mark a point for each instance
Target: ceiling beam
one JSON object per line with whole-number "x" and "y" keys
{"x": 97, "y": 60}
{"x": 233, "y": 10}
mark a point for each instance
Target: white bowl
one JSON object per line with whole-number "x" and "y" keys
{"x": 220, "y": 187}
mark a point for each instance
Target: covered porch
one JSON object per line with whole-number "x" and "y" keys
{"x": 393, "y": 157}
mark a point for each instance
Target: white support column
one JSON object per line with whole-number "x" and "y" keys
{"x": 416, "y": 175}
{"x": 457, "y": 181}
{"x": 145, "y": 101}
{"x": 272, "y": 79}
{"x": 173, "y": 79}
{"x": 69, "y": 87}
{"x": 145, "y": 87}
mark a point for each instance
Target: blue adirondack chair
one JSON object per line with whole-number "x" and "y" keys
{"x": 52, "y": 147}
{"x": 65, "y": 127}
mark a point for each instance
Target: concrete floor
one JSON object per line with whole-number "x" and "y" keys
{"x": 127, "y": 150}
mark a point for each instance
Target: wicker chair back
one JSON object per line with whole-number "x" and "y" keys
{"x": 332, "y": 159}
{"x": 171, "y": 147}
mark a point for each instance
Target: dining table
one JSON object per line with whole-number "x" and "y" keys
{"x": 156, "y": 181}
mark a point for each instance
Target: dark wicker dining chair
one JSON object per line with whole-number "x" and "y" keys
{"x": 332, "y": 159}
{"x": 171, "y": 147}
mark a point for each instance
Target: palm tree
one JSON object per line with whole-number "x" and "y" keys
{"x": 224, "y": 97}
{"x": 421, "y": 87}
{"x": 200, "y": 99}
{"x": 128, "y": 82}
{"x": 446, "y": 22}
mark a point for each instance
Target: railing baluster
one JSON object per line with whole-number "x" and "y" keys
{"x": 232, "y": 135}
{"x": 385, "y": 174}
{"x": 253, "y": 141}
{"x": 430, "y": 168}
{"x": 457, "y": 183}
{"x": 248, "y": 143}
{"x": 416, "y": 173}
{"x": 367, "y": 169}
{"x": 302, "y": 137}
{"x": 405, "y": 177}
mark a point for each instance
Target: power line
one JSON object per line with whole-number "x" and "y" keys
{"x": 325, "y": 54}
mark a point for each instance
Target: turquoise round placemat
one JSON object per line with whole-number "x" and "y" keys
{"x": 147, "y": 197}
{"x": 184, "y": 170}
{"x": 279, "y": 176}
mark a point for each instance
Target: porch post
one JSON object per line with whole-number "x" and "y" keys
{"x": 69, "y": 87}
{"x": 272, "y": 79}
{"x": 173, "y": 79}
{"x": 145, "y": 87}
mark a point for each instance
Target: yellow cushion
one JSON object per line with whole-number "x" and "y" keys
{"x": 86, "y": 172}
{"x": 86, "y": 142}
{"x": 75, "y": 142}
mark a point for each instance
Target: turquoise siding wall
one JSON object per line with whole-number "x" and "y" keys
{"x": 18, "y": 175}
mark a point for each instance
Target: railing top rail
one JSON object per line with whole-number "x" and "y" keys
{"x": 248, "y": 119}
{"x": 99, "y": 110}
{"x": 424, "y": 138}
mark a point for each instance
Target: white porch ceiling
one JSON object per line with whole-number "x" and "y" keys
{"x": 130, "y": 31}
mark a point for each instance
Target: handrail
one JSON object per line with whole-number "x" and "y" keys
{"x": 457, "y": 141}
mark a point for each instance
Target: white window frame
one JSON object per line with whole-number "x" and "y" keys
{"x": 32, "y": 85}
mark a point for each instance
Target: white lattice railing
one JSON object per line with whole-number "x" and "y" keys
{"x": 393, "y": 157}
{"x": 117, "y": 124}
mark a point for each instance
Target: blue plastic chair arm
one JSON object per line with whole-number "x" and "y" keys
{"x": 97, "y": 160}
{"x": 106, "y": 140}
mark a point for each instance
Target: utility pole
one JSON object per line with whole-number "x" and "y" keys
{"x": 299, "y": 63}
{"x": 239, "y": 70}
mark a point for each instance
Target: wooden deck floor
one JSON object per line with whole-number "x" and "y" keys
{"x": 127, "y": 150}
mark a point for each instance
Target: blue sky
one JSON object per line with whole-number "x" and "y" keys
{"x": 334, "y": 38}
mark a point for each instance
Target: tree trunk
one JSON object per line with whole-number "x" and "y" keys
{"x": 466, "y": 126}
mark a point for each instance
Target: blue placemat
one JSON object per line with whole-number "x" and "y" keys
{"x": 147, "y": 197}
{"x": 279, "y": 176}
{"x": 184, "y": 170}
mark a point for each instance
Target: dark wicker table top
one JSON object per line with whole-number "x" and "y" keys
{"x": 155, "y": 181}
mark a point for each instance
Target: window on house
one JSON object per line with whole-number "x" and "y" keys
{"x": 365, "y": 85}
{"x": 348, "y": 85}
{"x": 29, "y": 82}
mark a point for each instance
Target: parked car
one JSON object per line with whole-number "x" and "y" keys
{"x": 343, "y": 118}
============================================================
EXERCISE REQUIREMENTS.
Copy the entries above exactly, so that each line matches the original.

ANSWER BOX.
mark a point for each instance
Target: ceiling beam
one JSON object per line with whole-number "x" and "y" keys
{"x": 97, "y": 60}
{"x": 233, "y": 10}
mark a point for each instance
Target: white bowl
one JSON object per line with whole-number "x" and "y" keys
{"x": 220, "y": 187}
mark a point for each instance
Target: covered porch
one JSON object per line with whole-number "x" and "y" keys
{"x": 393, "y": 157}
mark a point for each instance
Target: white support column
one JSON object per line with whole-number "x" and "y" keys
{"x": 416, "y": 175}
{"x": 457, "y": 181}
{"x": 145, "y": 101}
{"x": 272, "y": 79}
{"x": 173, "y": 79}
{"x": 69, "y": 87}
{"x": 145, "y": 87}
mark a point for each instance
Target: blue adirondack chair
one JSON object per line with whole-number "x" and "y" keys
{"x": 52, "y": 147}
{"x": 65, "y": 127}
mark a point for each instance
Target: concrete floor
one JSON object per line with whole-number "x" and "y" keys
{"x": 127, "y": 150}
mark a point for each instance
Target: wicker chair back
one JSON object per line with whole-number "x" and "y" keys
{"x": 332, "y": 159}
{"x": 171, "y": 147}
mark a point for each instance
Target: dining table
one JSON object per line with whole-number "x" and "y" keys
{"x": 156, "y": 181}
mark a point for each instance
Target: dark wicker dining chair
one JSON object per line with whole-number "x" and "y" keys
{"x": 332, "y": 159}
{"x": 171, "y": 147}
mark a point for each instance
Target: palm tree
one JSON object per line with whole-number "x" and "y" keys
{"x": 224, "y": 97}
{"x": 421, "y": 87}
{"x": 200, "y": 99}
{"x": 128, "y": 82}
{"x": 446, "y": 22}
mark a point for each instance
Target: railing baluster
one JSON object per line with whole-number "x" and "y" keys
{"x": 232, "y": 135}
{"x": 385, "y": 174}
{"x": 253, "y": 141}
{"x": 430, "y": 168}
{"x": 457, "y": 183}
{"x": 248, "y": 143}
{"x": 416, "y": 173}
{"x": 367, "y": 169}
{"x": 302, "y": 137}
{"x": 405, "y": 177}
mark a point for each instance
Target: power line
one JSON object per line with whole-number "x" and "y" keys
{"x": 325, "y": 54}
mark a point for each instance
Target: turquoise round placemat
one JSON object per line with whole-number "x" and "y" keys
{"x": 147, "y": 197}
{"x": 184, "y": 170}
{"x": 279, "y": 176}
mark a point for each instance
Target: porch post
one JSON object per line with whole-number "x" and "y" keys
{"x": 69, "y": 87}
{"x": 272, "y": 79}
{"x": 173, "y": 79}
{"x": 145, "y": 87}
mark a point for each instance
Target: yellow cushion
one JSON object per line with whole-number "x" and "y" keys
{"x": 86, "y": 172}
{"x": 86, "y": 142}
{"x": 75, "y": 142}
mark a point for each instance
Target: turquoise siding wall
one JSON object per line with whole-number "x" and "y" keys
{"x": 18, "y": 175}
mark a point for each instance
Target: railing top rail
one JSON object per line with whole-number "x" and "y" keys
{"x": 248, "y": 119}
{"x": 99, "y": 110}
{"x": 424, "y": 138}
mark a point for each instance
Target: white porch ceiling
one JSON object per line with whole-number "x" and "y" keys
{"x": 130, "y": 31}
mark a point for each instance
Target: handrail
one JSON object per line with whole-number "x" and "y" keys
{"x": 457, "y": 141}
mark a point for each instance
Target: white window frame
one JSON object per line with whole-number "x" and "y" keys
{"x": 32, "y": 85}
mark a point for each instance
Target: white lattice railing
one JSON object per line with whole-number "x" and "y" keys
{"x": 393, "y": 157}
{"x": 117, "y": 124}
mark a point for each instance
Target: blue plastic chair arm
one JSON object per line with whole-number "x" and "y" keys
{"x": 97, "y": 160}
{"x": 106, "y": 140}
mark a point for each instance
Target: utility pole
one JSON object per line with whole-number "x" and "y" keys
{"x": 299, "y": 63}
{"x": 239, "y": 70}
mark a point for each instance
Target: wooden deck floor
one JSON object per line with whole-number "x" and "y" keys
{"x": 127, "y": 150}
mark a point for each instance
Target: blue sky
one JSON object per line with whole-number "x" and "y" keys
{"x": 334, "y": 38}
mark a point for each instance
Target: tree trunk
one JSON object per line with whole-number "x" and "y" keys
{"x": 466, "y": 126}
mark a point for each instance
Target: blue placemat
one JSON object per line with whole-number "x" and "y" keys
{"x": 147, "y": 197}
{"x": 279, "y": 176}
{"x": 184, "y": 170}
mark a point for each instance
Target: dark wicker table top
one JSON object per line with whole-number "x" and "y" keys
{"x": 155, "y": 181}
mark a point for each instance
Target: window on house
one JSON object per line with whole-number "x" and "y" keys
{"x": 365, "y": 85}
{"x": 348, "y": 85}
{"x": 29, "y": 82}
mark a point for each instance
Target: parked car
one JSON object per line with whole-number "x" and "y" keys
{"x": 343, "y": 118}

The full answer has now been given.